_Exercise details_:
Retype every record exactly. Skip the images.

[Opening Supplied records section]

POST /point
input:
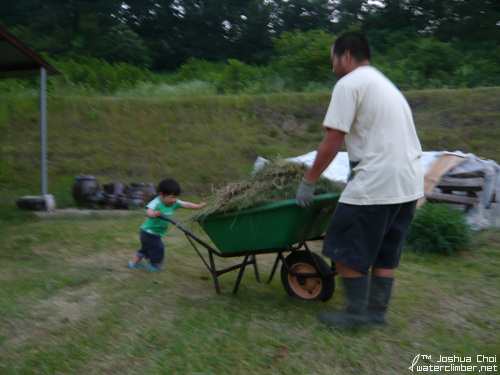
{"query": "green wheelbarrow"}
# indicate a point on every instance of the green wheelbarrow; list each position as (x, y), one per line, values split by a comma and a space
(279, 228)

[Closing Supplied records section]

_Answer to this task_:
POST /point
input:
{"query": "green wheelbarrow"}
# indicate a point on every instance of the green wheelbarrow; list each position as (x, y), one per line, values split by a comma and a space
(279, 228)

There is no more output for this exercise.